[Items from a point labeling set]

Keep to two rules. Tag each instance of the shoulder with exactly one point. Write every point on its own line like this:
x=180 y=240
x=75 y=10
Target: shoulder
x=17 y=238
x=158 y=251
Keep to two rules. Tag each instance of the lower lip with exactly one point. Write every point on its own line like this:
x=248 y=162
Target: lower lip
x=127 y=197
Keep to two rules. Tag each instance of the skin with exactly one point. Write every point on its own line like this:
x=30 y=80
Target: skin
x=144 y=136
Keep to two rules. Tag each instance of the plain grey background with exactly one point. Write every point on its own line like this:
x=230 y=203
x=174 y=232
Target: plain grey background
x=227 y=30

◆ **What is expected**: Can you turn the lines starting with the one that contains "Keep to two rules. Tag each instance of the skin" and going on through the end of the items into a numbered list, leaving out any blank lines?

◆ **Answer to the task**:
1. Keep to two rules. Tag each instance of the skin with exactly one point. Write every point on its own line like this:
2. x=30 y=80
3. Target: skin
4. x=144 y=136
5. Keep to two rules. Tag each instance of the plain grey background with exactly one point. Write every point on its own line like this:
6. x=230 y=203
7. x=174 y=232
8. Target: plain grey background
9. x=227 y=30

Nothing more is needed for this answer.